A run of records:
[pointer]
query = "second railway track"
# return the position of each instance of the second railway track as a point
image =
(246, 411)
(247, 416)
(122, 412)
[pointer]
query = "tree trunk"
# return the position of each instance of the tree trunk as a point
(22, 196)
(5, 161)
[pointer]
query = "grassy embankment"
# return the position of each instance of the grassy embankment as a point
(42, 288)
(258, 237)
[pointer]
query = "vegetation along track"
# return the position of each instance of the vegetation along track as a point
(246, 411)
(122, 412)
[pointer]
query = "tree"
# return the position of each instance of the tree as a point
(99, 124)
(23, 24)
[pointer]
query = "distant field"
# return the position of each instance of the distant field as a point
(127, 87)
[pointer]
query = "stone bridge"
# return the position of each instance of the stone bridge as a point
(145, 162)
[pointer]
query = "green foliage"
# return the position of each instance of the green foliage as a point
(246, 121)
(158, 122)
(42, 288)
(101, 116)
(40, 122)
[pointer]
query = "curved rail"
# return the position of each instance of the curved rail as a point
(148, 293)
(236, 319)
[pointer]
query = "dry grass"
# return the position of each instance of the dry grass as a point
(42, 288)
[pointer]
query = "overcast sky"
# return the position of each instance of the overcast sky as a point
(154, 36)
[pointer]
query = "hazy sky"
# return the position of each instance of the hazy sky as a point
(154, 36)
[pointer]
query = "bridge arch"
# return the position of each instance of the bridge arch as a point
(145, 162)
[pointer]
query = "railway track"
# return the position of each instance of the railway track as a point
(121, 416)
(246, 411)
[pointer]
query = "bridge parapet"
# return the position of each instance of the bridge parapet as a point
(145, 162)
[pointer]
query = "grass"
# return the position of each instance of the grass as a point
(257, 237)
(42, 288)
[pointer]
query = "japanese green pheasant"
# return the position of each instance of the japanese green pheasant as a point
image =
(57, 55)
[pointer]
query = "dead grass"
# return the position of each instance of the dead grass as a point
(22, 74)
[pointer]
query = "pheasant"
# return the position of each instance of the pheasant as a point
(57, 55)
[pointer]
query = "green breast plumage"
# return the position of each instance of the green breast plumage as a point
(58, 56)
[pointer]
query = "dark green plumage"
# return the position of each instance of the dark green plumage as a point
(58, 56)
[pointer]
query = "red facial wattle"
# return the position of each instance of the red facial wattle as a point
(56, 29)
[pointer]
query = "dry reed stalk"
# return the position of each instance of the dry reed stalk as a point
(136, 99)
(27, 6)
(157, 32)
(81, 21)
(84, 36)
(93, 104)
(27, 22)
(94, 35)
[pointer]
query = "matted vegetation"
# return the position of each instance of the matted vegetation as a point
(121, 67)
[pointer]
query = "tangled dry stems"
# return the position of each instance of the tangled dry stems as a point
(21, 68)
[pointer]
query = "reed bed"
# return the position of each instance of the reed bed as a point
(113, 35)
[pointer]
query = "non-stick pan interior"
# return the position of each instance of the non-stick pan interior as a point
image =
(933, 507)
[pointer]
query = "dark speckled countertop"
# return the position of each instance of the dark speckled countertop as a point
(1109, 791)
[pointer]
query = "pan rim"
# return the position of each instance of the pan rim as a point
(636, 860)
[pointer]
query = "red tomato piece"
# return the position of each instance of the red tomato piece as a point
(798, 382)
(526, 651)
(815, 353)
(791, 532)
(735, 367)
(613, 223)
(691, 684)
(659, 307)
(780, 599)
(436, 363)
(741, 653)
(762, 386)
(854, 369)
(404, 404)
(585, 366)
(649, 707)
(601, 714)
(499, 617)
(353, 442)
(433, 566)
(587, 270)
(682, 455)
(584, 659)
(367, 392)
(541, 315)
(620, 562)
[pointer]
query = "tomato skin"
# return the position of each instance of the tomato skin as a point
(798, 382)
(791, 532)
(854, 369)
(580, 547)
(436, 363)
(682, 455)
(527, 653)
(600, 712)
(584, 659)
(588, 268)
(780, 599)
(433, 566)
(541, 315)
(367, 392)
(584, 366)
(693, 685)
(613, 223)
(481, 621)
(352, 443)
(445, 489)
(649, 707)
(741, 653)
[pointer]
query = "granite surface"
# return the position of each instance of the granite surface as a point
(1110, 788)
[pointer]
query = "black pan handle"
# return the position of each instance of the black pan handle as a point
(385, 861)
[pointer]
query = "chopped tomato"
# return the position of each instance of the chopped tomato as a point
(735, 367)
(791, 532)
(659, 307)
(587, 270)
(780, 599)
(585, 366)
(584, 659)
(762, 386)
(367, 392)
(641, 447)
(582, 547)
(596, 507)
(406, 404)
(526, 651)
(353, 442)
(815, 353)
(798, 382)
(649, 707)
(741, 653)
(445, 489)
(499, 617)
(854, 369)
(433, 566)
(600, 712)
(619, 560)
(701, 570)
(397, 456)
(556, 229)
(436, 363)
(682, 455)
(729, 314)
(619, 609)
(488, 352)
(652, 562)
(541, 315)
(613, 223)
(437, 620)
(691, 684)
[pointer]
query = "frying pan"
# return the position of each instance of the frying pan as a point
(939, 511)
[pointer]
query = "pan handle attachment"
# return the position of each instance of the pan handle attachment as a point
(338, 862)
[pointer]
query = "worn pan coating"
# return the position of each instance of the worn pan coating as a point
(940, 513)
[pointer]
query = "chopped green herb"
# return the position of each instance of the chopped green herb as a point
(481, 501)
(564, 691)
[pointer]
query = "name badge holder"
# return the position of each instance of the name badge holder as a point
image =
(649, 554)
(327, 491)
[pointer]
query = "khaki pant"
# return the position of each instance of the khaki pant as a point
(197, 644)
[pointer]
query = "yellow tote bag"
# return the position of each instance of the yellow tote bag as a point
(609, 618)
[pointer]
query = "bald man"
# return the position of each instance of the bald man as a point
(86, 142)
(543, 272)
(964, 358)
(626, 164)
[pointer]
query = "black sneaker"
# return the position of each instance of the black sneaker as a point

EXERCISE INSTRUCTIONS: Give back all the data exactly as written.

SOLUTION TO THIS EXERCISE:
[pointer]
query = "second railway track"
# return the position of each instance of the second railway track as a point
image =
(246, 411)
(247, 416)
(122, 412)
[pointer]
query = "tree trunk"
# return the position of each instance of the tree trunk as a point
(22, 196)
(5, 161)
[pointer]
query = "grassy embankment"
# return the position of each instance of the grassy embankment as a point
(42, 288)
(258, 237)
[pointer]
query = "vegetation along track"
# return the position of each instance of the vegetation along track as a point
(246, 411)
(122, 412)
[pointer]
query = "tree"
# return the position of each instance of the tree as a point
(99, 124)
(23, 24)
[pointer]
query = "distant field"
# return the position of each instance of the distant field as a point
(127, 87)
[pointer]
query = "stone bridge"
# return the position of each instance of the stone bridge as a point
(145, 162)
[pointer]
query = "green foliage"
# return the position of each instance of the green foliage as a point
(246, 121)
(158, 122)
(42, 288)
(101, 116)
(40, 122)
[pointer]
query = "curved rail"
# return the position of each instance of the curved rail as a point
(148, 293)
(236, 319)
[pointer]
query = "dry grass"
# return the position of each instance of the dry grass as a point
(42, 288)
[pointer]
query = "overcast sky"
# return the position of each instance of the overcast sky as a point
(154, 36)
[pointer]
query = "hazy sky"
# return the position of each instance of the hazy sky as a point
(154, 36)
[pointer]
query = "bridge arch"
# return the position of each instance of the bridge arch as a point
(145, 162)
[pointer]
query = "railway track"
# return the position of each instance of the railway track as a point
(121, 416)
(246, 411)
[pointer]
query = "bridge parapet"
# return the position of each instance of the bridge parapet as a point
(145, 162)
[pointer]
query = "grass"
# return the position of each instance of the grass as a point
(257, 237)
(42, 288)
[pointer]
query = "japanese green pheasant"
# return the position of each instance of the japanese green pheasant as a point
image =
(57, 55)
[pointer]
query = "dead grass"
# return the position of each instance of the dead grass as a point
(22, 74)
[pointer]
query = "pheasant"
# return the position of each instance of the pheasant as a point
(57, 55)
[pointer]
query = "green breast plumage"
# return the position of each instance of the green breast plumage as a point
(58, 56)
[pointer]
query = "dark green plumage"
# return the position of each instance of the dark green plumage as a point
(58, 56)
[pointer]
query = "red facial wattle"
# return the position of each instance of the red facial wattle as a point
(56, 29)
[pointer]
query = "dry reed stalk"
# return the position of each instance of the dry reed stalk as a point
(136, 99)
(27, 6)
(157, 32)
(81, 21)
(84, 36)
(93, 104)
(27, 22)
(94, 35)
[pointer]
query = "matted vegetation"
# return the position of each instance of the matted vegetation as a point
(121, 67)
[pointer]
query = "tangled dry stems"
# return the position of each instance of the tangled dry stems as a point
(21, 68)
[pointer]
query = "reed bed"
# return the position of each instance of the reed bed as a point
(113, 35)
[pointer]
query = "non-stick pan interior"
# return the position of each instance of the non-stick pan interior as a point
image =
(933, 507)
[pointer]
query = "dark speckled countertop"
# return the position of each instance of the dark speckled countertop as a point
(1109, 791)
[pointer]
query = "pan rim"
# return the position of each instance of the pan rim as a point
(636, 860)
[pointer]
query = "red tomato piece"
# return the position of each instance of the red tomato piece as a point
(798, 382)
(526, 651)
(815, 353)
(791, 532)
(735, 367)
(613, 223)
(691, 684)
(659, 307)
(780, 599)
(436, 363)
(741, 653)
(762, 386)
(854, 369)
(404, 404)
(585, 366)
(649, 707)
(601, 714)
(499, 617)
(353, 442)
(433, 566)
(587, 270)
(682, 455)
(584, 659)
(367, 392)
(541, 315)
(620, 562)
[pointer]
query = "tomato skin"
# return the position of each instance of the tomato skin as a point
(798, 382)
(791, 532)
(854, 369)
(580, 547)
(436, 363)
(682, 455)
(527, 653)
(600, 712)
(584, 659)
(588, 268)
(780, 599)
(433, 566)
(541, 315)
(367, 392)
(584, 366)
(693, 685)
(613, 223)
(481, 621)
(352, 443)
(445, 489)
(649, 707)
(741, 653)
[pointer]
query = "granite surface"
# return the position of each instance of the granite surface as a point
(1110, 788)
[pointer]
query = "black pan handle"
# return the position of each instance of the black pan handle as a point
(385, 861)
[pointer]
query = "chopped tomato"
# return the position of each instance of the chopped tomato as a point
(735, 367)
(791, 532)
(659, 307)
(587, 270)
(780, 599)
(585, 366)
(584, 659)
(762, 386)
(367, 392)
(641, 447)
(582, 547)
(596, 507)
(406, 404)
(526, 651)
(353, 442)
(815, 353)
(798, 382)
(649, 707)
(741, 653)
(445, 489)
(499, 617)
(854, 369)
(433, 566)
(600, 712)
(619, 560)
(701, 570)
(397, 456)
(556, 229)
(436, 363)
(682, 455)
(729, 314)
(619, 609)
(488, 352)
(652, 562)
(541, 315)
(613, 223)
(437, 620)
(691, 684)
[pointer]
query = "frying pan"
# return the position of each instance of the frying pan as a point
(939, 511)
[pointer]
query = "pan handle attachment"
# return the position of each instance of the pan handle attachment as a point
(338, 862)
[pointer]
query = "worn pan coating"
# return the position of each instance of the worn pan coating as a point
(940, 513)
[pointer]
query = "chopped green herb"
# return the position of each instance of the chopped green herb as a point
(481, 501)
(564, 691)
[pointer]
query = "name badge holder"
# return the position of each instance of the name badge holder as a point
image =
(649, 554)
(327, 491)
[pointer]
query = "khaki pant"
# return the position of each instance of the khaki pant as a point
(197, 644)
[pointer]
query = "yellow tote bag"
# return the position of each instance of the yellow tote bag as a point
(609, 618)
[pointer]
query = "bald man"
# return the position of each instance of the bald man as a point
(86, 142)
(543, 272)
(964, 358)
(626, 164)
[pointer]
query = "black sneaker"
# return the position of each instance of the black sneaker as a point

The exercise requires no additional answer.